▶ Point labeling data:
— BEGIN —

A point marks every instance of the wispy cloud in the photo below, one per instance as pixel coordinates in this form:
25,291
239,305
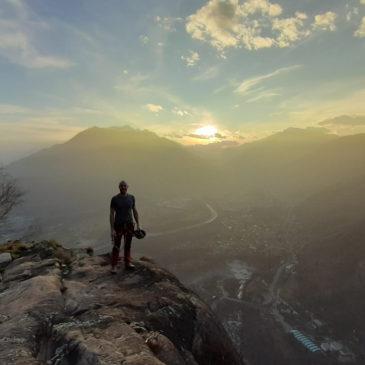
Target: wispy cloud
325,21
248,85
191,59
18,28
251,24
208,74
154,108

— END —
— BEGIN —

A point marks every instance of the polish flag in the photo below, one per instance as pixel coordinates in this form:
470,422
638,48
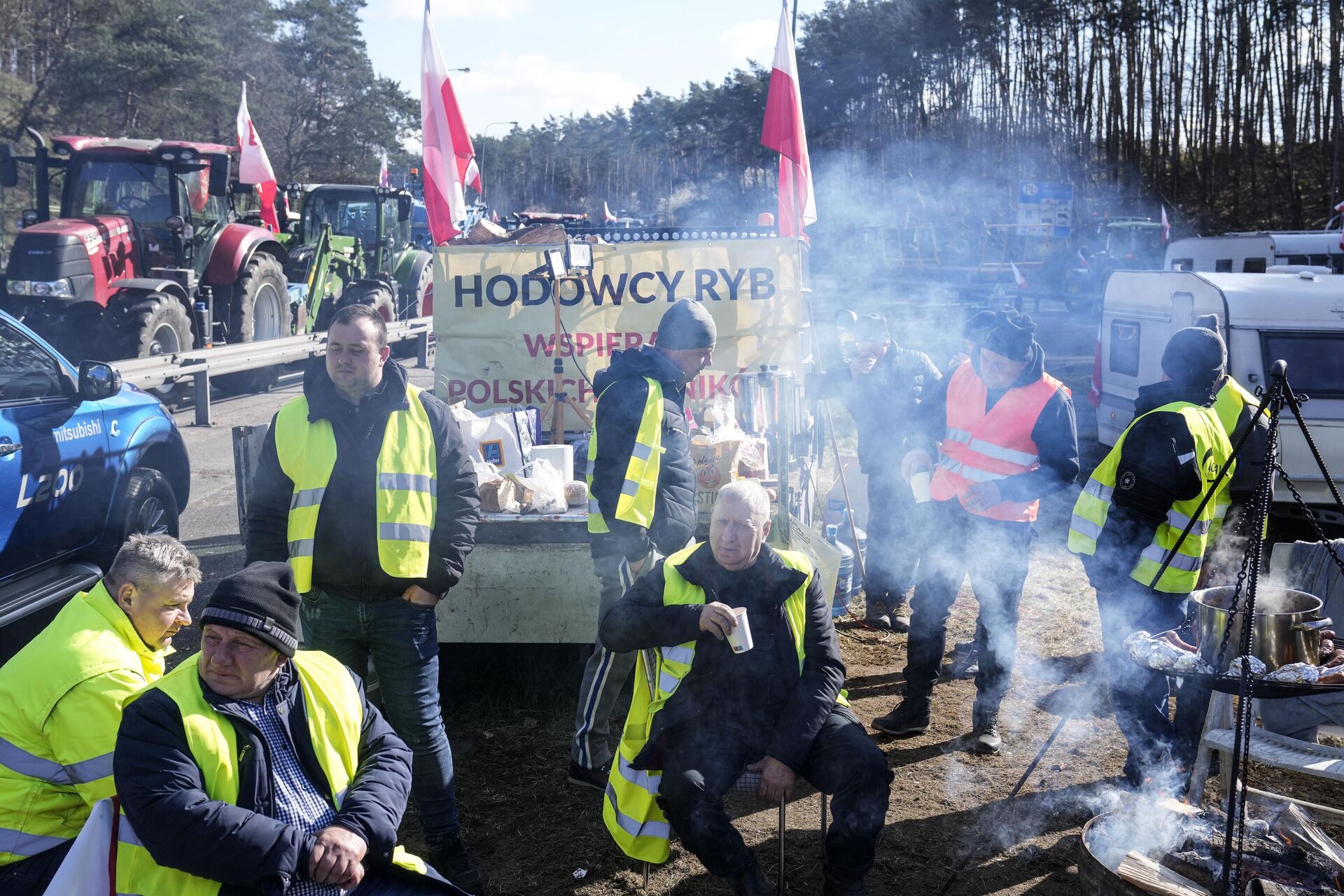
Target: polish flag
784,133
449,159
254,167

— END —
— BEGIN —

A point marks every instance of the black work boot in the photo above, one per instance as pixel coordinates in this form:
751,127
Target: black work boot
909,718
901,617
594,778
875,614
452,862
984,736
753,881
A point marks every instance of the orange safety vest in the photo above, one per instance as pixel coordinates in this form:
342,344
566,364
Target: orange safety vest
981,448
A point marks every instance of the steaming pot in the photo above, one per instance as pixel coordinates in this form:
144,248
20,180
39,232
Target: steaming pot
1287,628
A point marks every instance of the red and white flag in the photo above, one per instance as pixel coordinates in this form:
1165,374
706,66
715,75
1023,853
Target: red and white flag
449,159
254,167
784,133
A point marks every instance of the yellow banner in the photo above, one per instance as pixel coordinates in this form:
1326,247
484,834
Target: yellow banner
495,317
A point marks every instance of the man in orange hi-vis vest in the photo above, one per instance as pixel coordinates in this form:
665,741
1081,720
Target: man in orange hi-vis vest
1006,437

— END —

▶ To be done:
How many lines of the data above contain the word "below"? Reply with the number alone.

▶ Response to the exercise:
2